*PAGE TEXT*:
Content starts

A response team scared off the shark before scooping Fanning and Wilson, both unharmed, out of the water. Organisers promptly cancelled the final. Trauma experts predicted the ordeal could trigger PTSD in both Fanning and Wilson, and many wondered whether either would compete again, at least anytime soon. Yet both were back in the water within weeks. Fanning’s resilience can be sheeted home to his various well-documented struggles, including the untimely deaths of his brothers Sean and Peter. Wilson’s ability to bounce back can likewise be attributed to an unusually close acquaintance with hard times.
KEEP YOUR HEAD ABOVE WATER
Not long before the shark encounter, Wilson and his family were fighting their own battles on land as he dealt with one of his most challenging years on the tour.
“I struggled that year [2014],” remembers Wilson. “I came home from Pipe [the Pipe Masters, Hawaii] and mum had breast cancer for the second time.” That was on top of a prostate cancer diagnosis recently handed to Wilson’s dad, Mick.
“As the year unfolded, my head was at home,” he says. “I was struggling to prioritise what I was doing, and maybe feeling a little selfish. I got to the end of the year and I’d had a rubbish year. I was no good to anybody.”
Heading into the season-ending Pipe Masters, a string of early exits behind him, Wilson needed to produce a career-defining performance to save his spot on tour and avoid having to watch the 2015 season from the beach. True to form, he found his best when the stakes were highest.
“It all came together on the very last wave of that year,” he says. “I won the Triple Crown on that wave and I won the Pipe Masters – and there was about a minute-and-a-half left in the final. That was the biggest win of my career.”

Content ends

[Source records]
Content starts

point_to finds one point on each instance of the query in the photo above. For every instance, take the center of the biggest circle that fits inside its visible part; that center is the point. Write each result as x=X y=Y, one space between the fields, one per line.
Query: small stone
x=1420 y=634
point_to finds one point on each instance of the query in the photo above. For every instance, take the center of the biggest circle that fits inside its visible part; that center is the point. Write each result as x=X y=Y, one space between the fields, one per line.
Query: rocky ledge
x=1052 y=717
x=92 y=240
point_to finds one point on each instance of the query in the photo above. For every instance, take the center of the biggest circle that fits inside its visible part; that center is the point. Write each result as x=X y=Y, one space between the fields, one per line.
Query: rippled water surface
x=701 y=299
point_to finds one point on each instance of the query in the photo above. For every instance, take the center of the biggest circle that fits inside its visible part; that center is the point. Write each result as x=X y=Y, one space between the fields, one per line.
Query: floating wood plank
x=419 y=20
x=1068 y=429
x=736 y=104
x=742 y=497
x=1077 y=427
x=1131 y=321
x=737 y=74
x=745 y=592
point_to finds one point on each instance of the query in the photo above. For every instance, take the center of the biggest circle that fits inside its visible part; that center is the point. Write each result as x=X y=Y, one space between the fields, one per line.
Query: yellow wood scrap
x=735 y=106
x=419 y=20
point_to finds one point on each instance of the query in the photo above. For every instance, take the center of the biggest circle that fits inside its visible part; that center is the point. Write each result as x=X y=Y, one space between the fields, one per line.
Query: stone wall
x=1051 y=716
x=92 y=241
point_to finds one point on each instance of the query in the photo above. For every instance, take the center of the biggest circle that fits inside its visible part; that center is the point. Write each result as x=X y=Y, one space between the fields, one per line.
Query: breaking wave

Content ends

*TASKS TO COMPLETE*:
[a] Rewrite the paragraph of the Wilson article that begins "A response team scared off the shark" as a short bulleted list, keeping its main facts.
[b] Please write out the passage of the Wilson article starting at "A response team" and ending at "on the tour.", word for word.
[c] In the Wilson article, which two titles did Wilson win on the very last wave of that year?

*RESULTS FOR EACH TASK*:
[a]
- A response team drove off the shark and pulled Fanning and Wilson, both unharmed, from the water.
- Organizers promptly canceled the final.
- Trauma experts predicted the ordeal could trigger PTSD in both surfers, and many wondered whether either would compete again soon.
- Both were back in the water within weeks.
- Fanning's resilience is credited to his well-documented struggles, including the untimely deaths of his brothers Sean and Peter.
- Wilson's ability to bounce back is attributed to an unusually close acquaintance with hard times.

[b]
A response team scared off the shark before scooping Fanning and Wilson, both unharmed, out of the water. Organisers promptly cancelled the final. Trauma experts predicted the ordeal could trigger PTSD in both Fanning and Wilson, and many wondered whether either would compete again, at least anytime soon. Yet both were back in the water within weeks. Fanning’s resilience can be sheeted home to his various well-documented struggles, including the untimely deaths of his brothers Sean and Peter. Wilson’s ability to bounce back can likewise be attributed to an unusually close acquaintance with hard times.
KEEP YOUR HEAD ABOVE WATER
Not long before the shark encounter, Wilson and his family were fighting their own battles on land as he dealt with one of his most challenging years on the tour.

[c] The Triple Crown and the Pipe Masters.